Problem description
Count the lines in the rows below that contain the string "mountain", and reply with the number alone.

*** Data section ***

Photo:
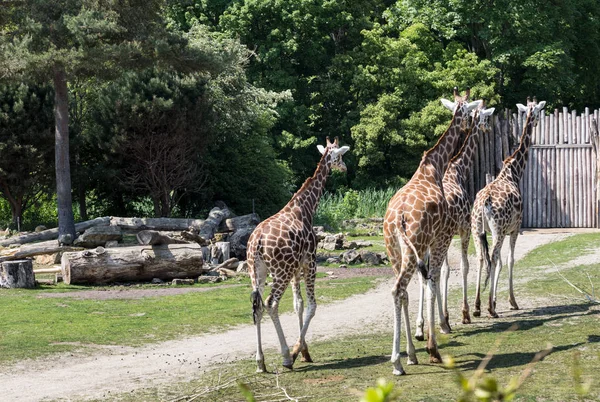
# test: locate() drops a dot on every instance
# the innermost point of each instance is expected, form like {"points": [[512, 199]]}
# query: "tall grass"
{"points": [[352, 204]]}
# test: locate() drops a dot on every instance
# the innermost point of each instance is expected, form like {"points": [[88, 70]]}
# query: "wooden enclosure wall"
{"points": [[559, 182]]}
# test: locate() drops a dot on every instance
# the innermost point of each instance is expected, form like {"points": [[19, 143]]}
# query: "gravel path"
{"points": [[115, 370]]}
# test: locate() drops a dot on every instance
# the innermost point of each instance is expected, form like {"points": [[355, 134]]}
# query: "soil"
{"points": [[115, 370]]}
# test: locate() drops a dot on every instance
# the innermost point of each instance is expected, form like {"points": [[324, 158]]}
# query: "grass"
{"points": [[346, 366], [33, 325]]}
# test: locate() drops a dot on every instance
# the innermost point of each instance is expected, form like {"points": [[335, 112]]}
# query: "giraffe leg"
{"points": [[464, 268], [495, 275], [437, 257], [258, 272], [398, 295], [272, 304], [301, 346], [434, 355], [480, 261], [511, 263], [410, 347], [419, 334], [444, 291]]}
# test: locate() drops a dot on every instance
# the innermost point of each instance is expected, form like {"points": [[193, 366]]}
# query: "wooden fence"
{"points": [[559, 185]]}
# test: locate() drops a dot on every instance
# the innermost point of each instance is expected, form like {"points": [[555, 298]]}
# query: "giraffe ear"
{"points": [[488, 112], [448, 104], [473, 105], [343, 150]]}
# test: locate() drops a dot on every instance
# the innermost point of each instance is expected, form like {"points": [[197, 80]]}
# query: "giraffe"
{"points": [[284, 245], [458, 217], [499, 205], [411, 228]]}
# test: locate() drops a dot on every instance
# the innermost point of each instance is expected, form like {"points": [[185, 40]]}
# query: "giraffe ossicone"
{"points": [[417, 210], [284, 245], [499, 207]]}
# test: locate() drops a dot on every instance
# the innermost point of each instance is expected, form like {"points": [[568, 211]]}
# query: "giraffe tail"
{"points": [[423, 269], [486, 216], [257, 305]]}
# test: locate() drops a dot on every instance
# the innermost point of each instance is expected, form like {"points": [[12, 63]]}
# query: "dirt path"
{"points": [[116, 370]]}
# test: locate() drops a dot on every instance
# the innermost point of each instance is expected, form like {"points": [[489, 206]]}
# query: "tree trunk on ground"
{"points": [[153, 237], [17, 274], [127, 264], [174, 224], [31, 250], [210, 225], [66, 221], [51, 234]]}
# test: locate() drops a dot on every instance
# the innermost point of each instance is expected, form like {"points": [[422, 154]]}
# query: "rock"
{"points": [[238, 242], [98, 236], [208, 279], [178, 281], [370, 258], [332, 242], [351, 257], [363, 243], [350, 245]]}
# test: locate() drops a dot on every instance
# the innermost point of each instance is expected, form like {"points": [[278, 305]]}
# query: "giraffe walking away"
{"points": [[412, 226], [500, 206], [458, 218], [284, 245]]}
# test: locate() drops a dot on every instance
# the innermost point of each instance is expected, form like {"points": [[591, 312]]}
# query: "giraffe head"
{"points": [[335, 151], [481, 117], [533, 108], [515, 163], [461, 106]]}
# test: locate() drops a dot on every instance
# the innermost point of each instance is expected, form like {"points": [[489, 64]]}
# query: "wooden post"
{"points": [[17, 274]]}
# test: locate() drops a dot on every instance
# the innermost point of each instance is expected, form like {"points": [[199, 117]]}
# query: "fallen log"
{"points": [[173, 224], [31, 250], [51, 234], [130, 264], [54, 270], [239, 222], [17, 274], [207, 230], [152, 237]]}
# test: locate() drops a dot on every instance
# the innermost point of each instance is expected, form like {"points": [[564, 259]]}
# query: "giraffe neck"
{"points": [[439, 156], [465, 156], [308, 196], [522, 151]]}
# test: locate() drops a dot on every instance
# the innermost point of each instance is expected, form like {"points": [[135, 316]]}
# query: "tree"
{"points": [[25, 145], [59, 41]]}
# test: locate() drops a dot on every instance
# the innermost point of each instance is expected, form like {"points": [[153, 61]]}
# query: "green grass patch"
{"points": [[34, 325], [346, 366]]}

***
*** Data section ***

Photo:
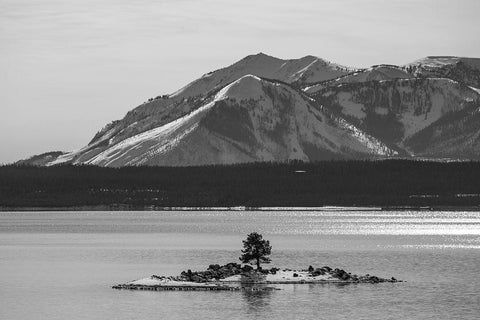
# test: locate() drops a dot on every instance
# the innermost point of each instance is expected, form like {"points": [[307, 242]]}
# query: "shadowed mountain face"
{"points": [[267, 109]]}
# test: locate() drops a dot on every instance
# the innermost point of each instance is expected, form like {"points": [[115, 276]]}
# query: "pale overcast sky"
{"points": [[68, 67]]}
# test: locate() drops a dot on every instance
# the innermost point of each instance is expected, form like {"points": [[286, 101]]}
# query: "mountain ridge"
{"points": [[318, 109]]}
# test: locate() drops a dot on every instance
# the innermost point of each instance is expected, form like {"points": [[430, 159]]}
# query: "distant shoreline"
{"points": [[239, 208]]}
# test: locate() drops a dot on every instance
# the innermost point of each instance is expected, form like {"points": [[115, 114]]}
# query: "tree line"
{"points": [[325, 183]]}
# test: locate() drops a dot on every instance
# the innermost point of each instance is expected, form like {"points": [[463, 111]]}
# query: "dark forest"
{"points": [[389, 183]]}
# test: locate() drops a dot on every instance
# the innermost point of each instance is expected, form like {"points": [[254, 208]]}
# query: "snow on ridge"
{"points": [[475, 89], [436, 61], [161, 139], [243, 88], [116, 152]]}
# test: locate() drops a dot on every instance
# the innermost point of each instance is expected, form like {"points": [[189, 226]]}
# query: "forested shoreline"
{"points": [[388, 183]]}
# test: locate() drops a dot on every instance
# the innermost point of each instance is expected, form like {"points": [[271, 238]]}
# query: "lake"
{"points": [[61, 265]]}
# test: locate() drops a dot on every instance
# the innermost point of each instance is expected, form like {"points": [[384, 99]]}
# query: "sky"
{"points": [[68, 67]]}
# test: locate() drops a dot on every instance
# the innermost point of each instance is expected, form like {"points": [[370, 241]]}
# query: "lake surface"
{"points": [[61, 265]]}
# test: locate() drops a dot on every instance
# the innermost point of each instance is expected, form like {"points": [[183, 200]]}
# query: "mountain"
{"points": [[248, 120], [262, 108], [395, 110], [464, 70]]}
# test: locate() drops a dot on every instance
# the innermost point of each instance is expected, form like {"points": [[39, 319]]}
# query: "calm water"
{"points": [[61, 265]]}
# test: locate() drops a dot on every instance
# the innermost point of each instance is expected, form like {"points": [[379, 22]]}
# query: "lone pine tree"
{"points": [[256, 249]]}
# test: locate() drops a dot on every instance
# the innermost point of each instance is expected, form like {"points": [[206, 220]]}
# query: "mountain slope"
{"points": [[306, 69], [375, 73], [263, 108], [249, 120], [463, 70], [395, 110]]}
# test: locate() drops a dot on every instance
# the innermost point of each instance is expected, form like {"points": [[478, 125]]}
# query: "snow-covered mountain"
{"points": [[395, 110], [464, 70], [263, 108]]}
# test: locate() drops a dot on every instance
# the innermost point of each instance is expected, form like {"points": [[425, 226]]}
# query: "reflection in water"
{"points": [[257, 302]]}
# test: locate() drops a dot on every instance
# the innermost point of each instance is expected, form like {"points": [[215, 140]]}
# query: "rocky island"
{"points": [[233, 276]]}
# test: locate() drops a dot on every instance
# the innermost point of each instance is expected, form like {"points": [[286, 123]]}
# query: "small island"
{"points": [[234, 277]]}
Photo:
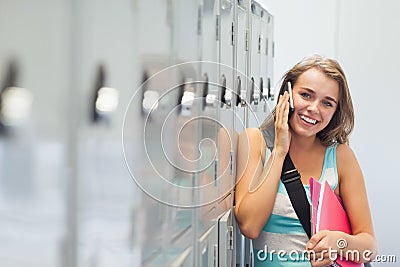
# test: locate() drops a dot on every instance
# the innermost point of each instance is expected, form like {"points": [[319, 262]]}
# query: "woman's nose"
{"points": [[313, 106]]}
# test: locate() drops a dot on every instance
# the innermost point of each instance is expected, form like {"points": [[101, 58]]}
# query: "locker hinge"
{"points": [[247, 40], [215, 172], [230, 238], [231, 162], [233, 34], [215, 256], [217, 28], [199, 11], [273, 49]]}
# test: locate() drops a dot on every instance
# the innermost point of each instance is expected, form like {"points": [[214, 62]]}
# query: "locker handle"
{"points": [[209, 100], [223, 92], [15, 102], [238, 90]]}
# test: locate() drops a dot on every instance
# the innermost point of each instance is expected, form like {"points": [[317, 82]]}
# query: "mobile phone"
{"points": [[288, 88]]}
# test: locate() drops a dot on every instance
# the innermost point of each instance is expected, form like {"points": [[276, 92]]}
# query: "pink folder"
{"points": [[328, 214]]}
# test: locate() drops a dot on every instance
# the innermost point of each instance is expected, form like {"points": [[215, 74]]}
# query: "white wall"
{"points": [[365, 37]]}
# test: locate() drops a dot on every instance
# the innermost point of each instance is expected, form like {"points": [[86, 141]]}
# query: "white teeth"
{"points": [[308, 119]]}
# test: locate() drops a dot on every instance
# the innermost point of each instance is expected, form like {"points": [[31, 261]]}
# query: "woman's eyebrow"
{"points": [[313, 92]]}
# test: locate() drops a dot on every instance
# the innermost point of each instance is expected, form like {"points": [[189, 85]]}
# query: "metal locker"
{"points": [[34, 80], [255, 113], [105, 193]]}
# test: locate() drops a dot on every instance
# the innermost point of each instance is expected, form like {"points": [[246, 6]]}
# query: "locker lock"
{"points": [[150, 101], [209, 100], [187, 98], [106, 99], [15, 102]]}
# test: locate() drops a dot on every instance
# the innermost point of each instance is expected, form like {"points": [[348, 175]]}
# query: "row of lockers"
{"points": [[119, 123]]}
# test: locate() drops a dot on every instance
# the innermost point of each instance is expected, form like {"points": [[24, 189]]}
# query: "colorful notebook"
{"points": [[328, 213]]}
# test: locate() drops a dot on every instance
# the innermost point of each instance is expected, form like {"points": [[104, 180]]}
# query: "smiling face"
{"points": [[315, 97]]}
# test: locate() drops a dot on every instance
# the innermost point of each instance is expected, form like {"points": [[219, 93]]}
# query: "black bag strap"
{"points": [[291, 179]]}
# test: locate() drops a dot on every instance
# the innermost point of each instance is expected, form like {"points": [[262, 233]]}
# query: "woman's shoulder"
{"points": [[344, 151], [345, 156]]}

***

Written response
5